## La tarea
Recopila todas las líneas de las filas que contengan la palabra "golden", teniendo en cuenta las mayúsculas y minúsculas.
==================================================
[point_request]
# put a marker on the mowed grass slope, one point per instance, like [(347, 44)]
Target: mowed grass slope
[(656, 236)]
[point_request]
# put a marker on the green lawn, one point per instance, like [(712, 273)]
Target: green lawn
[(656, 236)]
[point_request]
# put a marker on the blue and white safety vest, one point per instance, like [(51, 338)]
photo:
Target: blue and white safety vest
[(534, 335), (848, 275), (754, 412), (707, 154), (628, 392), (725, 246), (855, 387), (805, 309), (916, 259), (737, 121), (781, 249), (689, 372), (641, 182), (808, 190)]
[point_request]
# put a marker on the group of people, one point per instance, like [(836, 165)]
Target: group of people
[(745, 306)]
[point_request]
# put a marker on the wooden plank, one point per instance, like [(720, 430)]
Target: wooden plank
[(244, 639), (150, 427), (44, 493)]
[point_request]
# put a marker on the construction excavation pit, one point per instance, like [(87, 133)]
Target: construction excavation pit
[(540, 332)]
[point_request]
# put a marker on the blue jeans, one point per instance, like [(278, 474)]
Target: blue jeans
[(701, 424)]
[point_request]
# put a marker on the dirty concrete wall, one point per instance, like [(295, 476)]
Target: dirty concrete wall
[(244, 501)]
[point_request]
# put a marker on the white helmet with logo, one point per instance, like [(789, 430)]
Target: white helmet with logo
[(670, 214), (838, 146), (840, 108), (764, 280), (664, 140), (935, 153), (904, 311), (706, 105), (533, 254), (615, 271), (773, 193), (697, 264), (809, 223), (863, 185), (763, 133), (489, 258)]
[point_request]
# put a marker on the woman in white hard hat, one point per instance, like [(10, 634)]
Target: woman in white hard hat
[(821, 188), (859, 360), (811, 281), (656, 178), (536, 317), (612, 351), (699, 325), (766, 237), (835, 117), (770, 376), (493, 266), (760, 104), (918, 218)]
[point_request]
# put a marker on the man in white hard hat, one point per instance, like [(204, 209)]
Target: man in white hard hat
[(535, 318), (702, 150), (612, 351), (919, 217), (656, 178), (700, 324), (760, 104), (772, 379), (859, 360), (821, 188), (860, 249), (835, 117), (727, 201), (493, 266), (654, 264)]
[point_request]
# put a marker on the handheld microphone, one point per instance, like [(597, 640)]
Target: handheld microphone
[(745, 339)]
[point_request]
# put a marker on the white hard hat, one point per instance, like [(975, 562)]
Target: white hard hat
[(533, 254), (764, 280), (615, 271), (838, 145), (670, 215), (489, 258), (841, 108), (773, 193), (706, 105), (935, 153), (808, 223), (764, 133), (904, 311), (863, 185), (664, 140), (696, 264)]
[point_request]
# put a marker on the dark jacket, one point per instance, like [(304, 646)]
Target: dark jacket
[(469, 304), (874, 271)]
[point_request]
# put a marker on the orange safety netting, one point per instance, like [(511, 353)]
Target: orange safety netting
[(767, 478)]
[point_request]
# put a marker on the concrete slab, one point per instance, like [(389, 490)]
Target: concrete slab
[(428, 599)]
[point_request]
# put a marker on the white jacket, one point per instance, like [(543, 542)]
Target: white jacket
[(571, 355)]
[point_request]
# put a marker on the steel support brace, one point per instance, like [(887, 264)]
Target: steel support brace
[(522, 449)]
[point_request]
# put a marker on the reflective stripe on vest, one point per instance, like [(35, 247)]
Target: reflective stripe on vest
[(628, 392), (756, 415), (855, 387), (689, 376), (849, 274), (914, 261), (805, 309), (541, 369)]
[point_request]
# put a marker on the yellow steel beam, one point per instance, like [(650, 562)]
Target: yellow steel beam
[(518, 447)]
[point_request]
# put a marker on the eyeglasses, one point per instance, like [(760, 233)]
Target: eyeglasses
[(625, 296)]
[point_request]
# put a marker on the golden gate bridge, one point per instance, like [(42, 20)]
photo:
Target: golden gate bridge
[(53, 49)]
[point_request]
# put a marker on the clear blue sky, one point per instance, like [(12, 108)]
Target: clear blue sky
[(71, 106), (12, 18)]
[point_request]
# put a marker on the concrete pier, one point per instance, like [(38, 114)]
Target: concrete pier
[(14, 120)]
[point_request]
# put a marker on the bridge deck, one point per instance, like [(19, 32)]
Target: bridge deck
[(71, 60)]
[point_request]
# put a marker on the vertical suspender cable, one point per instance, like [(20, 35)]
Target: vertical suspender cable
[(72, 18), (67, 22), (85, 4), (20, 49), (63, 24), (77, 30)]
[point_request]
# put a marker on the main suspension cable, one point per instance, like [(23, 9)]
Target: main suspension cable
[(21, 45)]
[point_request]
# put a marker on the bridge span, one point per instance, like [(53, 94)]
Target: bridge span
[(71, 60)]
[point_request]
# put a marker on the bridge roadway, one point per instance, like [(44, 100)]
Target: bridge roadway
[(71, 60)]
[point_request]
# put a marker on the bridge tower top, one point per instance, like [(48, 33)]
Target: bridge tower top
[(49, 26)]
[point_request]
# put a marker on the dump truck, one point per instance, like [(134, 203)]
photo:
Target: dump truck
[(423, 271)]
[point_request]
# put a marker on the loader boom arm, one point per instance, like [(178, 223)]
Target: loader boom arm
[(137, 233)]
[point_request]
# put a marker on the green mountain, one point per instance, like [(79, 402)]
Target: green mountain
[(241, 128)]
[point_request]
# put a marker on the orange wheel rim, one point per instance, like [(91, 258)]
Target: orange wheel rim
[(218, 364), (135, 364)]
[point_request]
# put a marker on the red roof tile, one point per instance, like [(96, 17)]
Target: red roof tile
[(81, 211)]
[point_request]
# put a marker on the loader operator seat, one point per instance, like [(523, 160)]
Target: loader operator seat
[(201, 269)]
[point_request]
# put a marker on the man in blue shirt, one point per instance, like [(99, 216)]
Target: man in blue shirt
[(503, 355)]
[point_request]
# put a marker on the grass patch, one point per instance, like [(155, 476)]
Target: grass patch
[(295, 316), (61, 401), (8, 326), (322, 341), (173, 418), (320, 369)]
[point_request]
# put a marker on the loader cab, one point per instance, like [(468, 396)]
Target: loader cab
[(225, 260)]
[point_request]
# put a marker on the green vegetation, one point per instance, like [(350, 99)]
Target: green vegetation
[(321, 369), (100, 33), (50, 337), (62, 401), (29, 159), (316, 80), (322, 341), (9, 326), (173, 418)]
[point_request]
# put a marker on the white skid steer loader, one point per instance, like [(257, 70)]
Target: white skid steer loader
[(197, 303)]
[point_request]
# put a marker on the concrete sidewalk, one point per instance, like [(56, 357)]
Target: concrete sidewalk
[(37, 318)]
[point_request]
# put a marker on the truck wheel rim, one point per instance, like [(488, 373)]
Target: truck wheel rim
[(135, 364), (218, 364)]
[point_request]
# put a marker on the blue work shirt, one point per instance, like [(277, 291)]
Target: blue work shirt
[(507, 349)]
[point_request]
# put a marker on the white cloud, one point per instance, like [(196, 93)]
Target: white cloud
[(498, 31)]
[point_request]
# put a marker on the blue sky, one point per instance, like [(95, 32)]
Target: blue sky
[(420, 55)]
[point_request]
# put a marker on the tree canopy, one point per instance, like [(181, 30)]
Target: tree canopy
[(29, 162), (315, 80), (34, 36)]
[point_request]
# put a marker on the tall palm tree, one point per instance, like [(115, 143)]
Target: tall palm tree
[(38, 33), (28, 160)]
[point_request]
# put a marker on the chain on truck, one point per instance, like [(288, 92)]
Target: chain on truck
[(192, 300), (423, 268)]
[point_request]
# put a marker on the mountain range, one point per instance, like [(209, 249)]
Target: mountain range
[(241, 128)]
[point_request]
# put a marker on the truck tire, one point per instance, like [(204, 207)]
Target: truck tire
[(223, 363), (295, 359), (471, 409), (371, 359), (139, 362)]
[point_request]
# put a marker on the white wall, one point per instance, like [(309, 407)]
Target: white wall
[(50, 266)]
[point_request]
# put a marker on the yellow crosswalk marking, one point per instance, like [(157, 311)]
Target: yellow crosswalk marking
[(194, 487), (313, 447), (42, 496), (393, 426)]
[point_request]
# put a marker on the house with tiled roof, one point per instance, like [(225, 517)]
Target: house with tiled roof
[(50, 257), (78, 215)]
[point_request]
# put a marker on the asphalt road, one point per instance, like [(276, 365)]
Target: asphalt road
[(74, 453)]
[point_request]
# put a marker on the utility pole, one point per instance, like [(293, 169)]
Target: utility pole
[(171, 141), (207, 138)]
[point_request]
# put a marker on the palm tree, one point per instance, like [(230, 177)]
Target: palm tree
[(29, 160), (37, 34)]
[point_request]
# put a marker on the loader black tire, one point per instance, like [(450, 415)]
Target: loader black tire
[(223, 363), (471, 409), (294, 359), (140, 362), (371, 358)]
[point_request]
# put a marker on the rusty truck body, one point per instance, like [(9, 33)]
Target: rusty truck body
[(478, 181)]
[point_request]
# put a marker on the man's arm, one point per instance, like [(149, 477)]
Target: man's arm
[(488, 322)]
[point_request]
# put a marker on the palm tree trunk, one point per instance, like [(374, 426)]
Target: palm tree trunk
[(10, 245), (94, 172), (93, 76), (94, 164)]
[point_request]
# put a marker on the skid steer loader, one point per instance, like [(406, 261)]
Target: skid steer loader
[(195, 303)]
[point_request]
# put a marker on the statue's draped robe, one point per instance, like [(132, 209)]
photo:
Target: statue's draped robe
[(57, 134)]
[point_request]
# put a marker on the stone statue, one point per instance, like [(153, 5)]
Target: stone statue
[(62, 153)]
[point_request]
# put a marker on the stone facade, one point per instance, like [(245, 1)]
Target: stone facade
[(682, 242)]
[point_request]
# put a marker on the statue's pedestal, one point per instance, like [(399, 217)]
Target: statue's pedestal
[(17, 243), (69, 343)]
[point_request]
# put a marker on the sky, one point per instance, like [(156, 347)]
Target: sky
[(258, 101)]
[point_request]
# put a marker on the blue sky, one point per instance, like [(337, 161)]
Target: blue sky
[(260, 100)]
==================================================
## Resultado
# put a marker on the golden gate bridge, one point per instance, like [(42, 20)]
Target: golden gate bridge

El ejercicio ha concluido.